→ **DOCUMENT PASSAGE**

┌──

I have been loath to go public but now I have decided it is time to come out. I have, dear reader, lost a bit of weight. It must be true because at least three people have mentioned it.

“You’ve lost some weight, haven’t you?” they say, and it is music to my ears.

I kiss them and hug them and say, modestly and truthfully: “A little.”

People are generally very careful not to refer to your size unless they’re very sure of their ground. The most notorious instance of getting it badly wrong being: “And when is your baby due?”

“I’m not pregnant.”

I’m not slim, that’s a Mars bar too far, but I am no longer having to decide whether to go bulgy in one size or comfy in a size bigger. I never did buy the larger size, although there were some moments struggling into jeans when I suspect some of my lower internal organs had to reposition themselves in my upper torso to allow me to pull up the zip.

Now, after my strict diet regime (yeah, right) I can be confident of getting into a moderate size and that makes me very happy.

These days I am hardly grumpy at all... about my size, anyway.

└──

→ **WHAT IS ASKED**
a) Repeat the part of the weight-loss column that opens with the words containing "I kiss them" and closes with "my size, anyway.".
b) Summarize the weight-loss column in two sentences.
Work only from the weight-loss column when you respond.

→ **ENTRIES SUPPLIED**
┌──

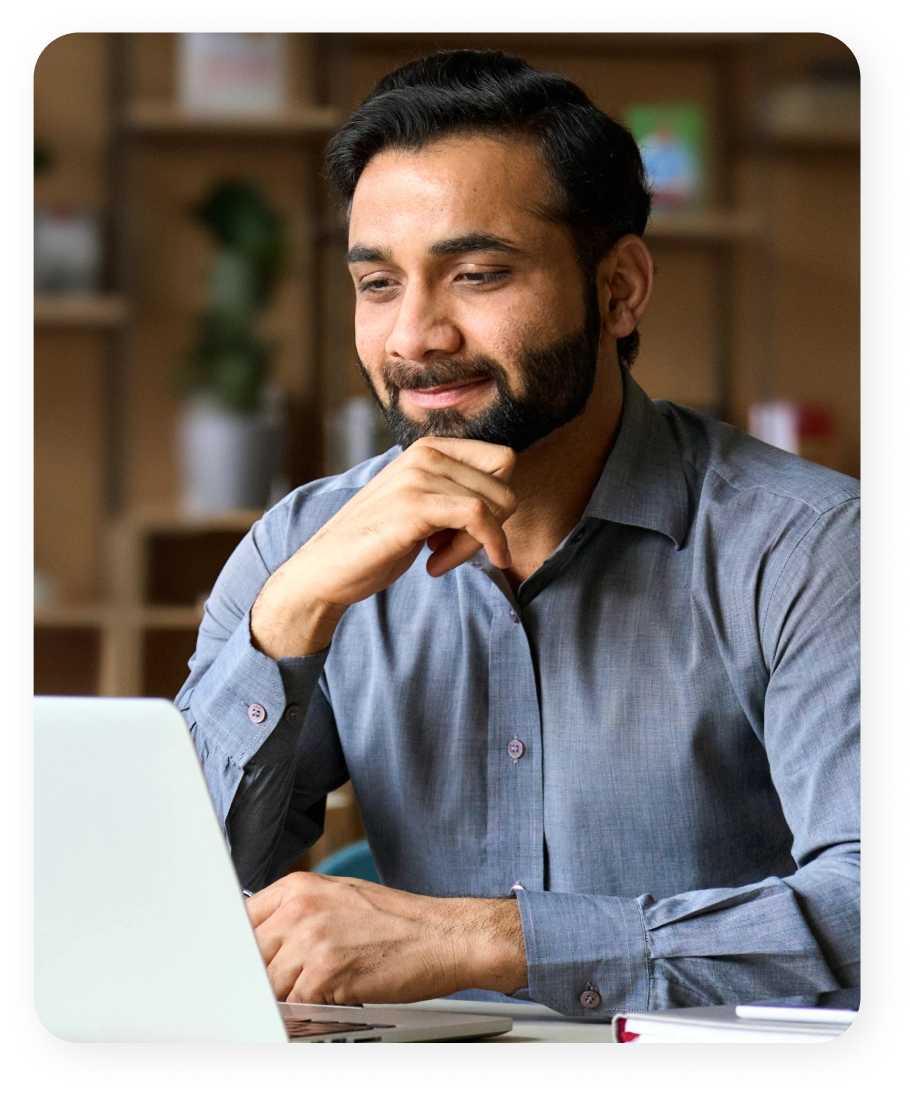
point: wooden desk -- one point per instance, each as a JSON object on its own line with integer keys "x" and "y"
{"x": 531, "y": 1022}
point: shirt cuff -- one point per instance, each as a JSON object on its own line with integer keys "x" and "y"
{"x": 586, "y": 955}
{"x": 242, "y": 701}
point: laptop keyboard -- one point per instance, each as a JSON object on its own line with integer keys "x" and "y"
{"x": 311, "y": 1027}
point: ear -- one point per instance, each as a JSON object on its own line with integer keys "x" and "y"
{"x": 625, "y": 279}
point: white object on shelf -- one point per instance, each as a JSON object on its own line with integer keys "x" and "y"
{"x": 356, "y": 432}
{"x": 776, "y": 423}
{"x": 229, "y": 460}
{"x": 232, "y": 73}
{"x": 66, "y": 252}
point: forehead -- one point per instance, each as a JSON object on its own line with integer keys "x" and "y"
{"x": 490, "y": 183}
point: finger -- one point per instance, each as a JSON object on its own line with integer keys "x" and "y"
{"x": 439, "y": 474}
{"x": 261, "y": 905}
{"x": 269, "y": 939}
{"x": 493, "y": 460}
{"x": 284, "y": 970}
{"x": 469, "y": 514}
{"x": 440, "y": 539}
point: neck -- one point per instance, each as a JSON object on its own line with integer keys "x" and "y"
{"x": 553, "y": 479}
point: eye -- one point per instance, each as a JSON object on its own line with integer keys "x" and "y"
{"x": 483, "y": 277}
{"x": 375, "y": 286}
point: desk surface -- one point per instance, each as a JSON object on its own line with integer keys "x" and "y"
{"x": 531, "y": 1022}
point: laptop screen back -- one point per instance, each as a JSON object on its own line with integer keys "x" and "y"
{"x": 139, "y": 928}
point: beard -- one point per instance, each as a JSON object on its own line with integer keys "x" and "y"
{"x": 558, "y": 381}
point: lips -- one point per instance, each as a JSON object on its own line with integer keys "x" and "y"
{"x": 445, "y": 395}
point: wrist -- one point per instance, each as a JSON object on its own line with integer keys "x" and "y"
{"x": 491, "y": 949}
{"x": 280, "y": 627}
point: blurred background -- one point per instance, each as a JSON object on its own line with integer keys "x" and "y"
{"x": 193, "y": 315}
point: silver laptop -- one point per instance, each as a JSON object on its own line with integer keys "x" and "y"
{"x": 140, "y": 932}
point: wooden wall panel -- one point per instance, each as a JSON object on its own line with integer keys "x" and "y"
{"x": 68, "y": 460}
{"x": 71, "y": 120}
{"x": 816, "y": 290}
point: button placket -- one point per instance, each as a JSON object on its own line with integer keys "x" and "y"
{"x": 516, "y": 749}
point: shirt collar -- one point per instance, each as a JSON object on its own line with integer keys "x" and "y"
{"x": 643, "y": 481}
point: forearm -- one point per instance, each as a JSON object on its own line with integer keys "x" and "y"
{"x": 707, "y": 946}
{"x": 490, "y": 943}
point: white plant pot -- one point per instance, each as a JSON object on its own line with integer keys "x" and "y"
{"x": 229, "y": 460}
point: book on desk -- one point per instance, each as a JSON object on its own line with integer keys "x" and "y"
{"x": 803, "y": 1020}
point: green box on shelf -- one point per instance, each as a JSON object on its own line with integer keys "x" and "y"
{"x": 671, "y": 137}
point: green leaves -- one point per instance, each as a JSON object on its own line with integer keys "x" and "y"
{"x": 229, "y": 357}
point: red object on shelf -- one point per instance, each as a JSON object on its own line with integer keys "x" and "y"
{"x": 621, "y": 1035}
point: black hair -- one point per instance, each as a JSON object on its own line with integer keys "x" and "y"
{"x": 601, "y": 193}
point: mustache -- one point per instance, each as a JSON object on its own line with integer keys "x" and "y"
{"x": 400, "y": 375}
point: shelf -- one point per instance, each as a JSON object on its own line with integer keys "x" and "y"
{"x": 77, "y": 616}
{"x": 163, "y": 119}
{"x": 170, "y": 520}
{"x": 170, "y": 618}
{"x": 701, "y": 225}
{"x": 833, "y": 135}
{"x": 85, "y": 616}
{"x": 97, "y": 312}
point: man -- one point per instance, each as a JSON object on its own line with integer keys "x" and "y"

└──

→ **SOLUTIONS PER TASK**
a)
I kiss them and hug them and say, modestly and truthfully: “A little.”

People are generally very careful not to refer to your size unless they’re very sure of their ground. The most notorious instance of getting it badly wrong being: “And when is your baby due?”

“I’m not pregnant.”

I’m not slim, that’s a Mars bar too far, but I am no longer having to decide whether to go bulgy in one size or comfy in a size bigger. I never did buy the larger size, although there were some moments struggling into jeans when I suspect some of my lower internal organs had to reposition themselves in my upper torso to allow me to pull up the zip.

Now, after my strict diet regime (yeah, right) I can be confident of getting into a moderate size and that makes me very happy.

These days I am hardly grumpy at all... about my size, anyway.

b) The writer has lost a bit of weight, and hearing at least three people remark on it is music to the writer's ears, since people are usually careful not to mention someone's size. Though not slim, the writer no longer has to struggle into tight clothes and is very happy to be able to fit confidently into a moderate size.